- _Set tasks_:
A - In the passage on Tableau dashboard performance, which two columns of the Performance Recording output are said to matter?
B - Copy the passage on Tableau dashboard performance word for word, between "An analyst who ships fast" and "of the lag.", inclusive.

- _Passage shown_:
########
By the end of this module, you should be able to:

  • 01Use the Performance Recording feature to identify slow dashboards
  • 02Apply the four most-effective performance fixes
  • 03Recognise when the bottleneck is Tableau vs the source database

An analyst who ships fast dashboards gets a different reputation from an analyst who ships beautiful but sluggish ones. The good news: performance issues in Tableau follow a small set of patterns. The Performance Recording feature surfaces every query, render, and computation cost; once you can read its output, optimisation becomes mechanical.

Performance Recording

Help → Settings and Performance → Start Performance Recording. Use the dashboard normally for 30 seconds. Stop the recording. A new workbook opens showing every event in time order, with cost in milliseconds. The two columns that matter: 'Event' (what happened) and 'Total time (sec)'. Sort descending by time; the top three events are usually 80% of the lag.
########
- _Record excerpts_:
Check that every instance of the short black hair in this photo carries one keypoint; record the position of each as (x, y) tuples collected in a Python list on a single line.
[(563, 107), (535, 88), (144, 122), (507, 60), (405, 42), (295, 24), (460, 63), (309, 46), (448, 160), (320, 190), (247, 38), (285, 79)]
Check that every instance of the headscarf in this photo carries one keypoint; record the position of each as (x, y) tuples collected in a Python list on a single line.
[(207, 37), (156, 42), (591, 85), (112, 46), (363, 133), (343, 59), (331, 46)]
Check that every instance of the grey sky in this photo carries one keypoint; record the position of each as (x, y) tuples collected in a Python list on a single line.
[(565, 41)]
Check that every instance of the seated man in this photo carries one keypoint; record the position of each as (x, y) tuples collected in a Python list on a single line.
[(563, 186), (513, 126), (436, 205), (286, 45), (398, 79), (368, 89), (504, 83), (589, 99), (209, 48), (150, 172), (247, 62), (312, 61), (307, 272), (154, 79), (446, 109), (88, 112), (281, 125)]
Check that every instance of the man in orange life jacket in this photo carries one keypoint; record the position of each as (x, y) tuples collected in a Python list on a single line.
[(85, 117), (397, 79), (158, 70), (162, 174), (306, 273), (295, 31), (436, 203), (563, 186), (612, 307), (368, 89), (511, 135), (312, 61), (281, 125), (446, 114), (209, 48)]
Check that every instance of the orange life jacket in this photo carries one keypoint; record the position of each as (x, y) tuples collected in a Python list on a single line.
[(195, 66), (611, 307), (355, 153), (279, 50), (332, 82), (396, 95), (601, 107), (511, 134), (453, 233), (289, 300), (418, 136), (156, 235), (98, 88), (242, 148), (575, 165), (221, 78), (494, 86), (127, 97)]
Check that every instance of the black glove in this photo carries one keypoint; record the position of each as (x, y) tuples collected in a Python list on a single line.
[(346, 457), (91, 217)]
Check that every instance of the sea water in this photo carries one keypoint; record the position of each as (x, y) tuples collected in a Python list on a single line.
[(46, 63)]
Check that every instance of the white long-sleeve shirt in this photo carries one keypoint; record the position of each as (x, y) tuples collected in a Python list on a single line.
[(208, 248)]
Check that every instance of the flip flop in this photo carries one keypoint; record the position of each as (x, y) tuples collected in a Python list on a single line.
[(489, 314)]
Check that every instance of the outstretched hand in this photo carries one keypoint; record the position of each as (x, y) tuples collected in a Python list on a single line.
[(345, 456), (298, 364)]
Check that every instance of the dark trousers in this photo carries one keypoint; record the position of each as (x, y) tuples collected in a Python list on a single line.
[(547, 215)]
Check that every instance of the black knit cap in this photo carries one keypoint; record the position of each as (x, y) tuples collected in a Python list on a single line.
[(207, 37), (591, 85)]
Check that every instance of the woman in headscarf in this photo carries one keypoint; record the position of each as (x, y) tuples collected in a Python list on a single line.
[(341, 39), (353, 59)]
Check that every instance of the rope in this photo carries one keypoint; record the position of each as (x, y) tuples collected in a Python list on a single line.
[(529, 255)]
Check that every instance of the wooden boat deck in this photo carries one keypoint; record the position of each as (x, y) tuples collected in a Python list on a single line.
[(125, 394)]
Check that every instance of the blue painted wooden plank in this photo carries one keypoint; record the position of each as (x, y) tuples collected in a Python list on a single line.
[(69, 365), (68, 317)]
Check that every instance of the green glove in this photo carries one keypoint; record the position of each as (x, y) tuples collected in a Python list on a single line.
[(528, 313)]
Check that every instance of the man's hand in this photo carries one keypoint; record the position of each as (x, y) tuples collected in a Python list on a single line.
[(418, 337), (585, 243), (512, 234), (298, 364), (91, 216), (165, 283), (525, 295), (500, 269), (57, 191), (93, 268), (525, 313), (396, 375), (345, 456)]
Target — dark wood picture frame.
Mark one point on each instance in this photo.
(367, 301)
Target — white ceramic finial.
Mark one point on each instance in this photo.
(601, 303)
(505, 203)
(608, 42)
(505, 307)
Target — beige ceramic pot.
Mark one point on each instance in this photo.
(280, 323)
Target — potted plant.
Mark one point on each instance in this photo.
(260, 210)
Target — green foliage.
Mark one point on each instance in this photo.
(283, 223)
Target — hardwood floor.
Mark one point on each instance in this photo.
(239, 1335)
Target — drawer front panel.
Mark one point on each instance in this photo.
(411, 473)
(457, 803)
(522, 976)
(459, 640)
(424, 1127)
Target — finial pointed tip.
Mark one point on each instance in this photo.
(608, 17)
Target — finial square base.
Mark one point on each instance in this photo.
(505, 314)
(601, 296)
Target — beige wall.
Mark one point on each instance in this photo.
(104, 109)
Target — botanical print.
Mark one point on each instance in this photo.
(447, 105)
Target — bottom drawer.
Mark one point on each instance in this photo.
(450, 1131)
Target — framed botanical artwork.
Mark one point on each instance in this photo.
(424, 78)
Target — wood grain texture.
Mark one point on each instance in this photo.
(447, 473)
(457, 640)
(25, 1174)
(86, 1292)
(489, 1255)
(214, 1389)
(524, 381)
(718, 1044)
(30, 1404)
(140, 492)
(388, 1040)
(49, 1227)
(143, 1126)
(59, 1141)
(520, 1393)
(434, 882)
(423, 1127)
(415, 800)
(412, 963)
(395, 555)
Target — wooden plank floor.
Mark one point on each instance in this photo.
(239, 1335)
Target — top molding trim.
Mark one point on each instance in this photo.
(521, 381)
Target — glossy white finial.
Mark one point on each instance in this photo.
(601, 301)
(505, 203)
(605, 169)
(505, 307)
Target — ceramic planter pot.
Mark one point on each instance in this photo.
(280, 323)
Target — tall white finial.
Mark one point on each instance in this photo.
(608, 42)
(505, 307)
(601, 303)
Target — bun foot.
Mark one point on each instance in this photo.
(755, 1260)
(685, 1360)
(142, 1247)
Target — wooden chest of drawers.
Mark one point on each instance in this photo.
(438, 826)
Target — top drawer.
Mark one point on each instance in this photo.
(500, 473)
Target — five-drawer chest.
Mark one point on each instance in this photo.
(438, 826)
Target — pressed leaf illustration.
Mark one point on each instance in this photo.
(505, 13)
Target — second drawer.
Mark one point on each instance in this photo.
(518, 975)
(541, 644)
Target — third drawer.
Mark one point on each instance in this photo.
########
- _Responses by task_:
A - 'Event' and 'Total time (sec)'.

B -
An analyst who ships fast dashboards gets a different reputation from an analyst who ships beautiful but sluggish ones. The good news: performance issues in Tableau follow a small set of patterns. The Performance Recording feature surfaces every query, render, and computation cost; once you can read its output, optimisation becomes mechanical.

Performance Recording

Help → Settings and Performance → Start Performance Recording. Use the dashboard normally for 30 seconds. Stop the recording. A new workbook opens showing every event in time order, with cost in milliseconds. The two columns that matter: 'Event' (what happened) and 'Total time (sec)'. Sort descending by time; the top three events are usually 80% of the lag.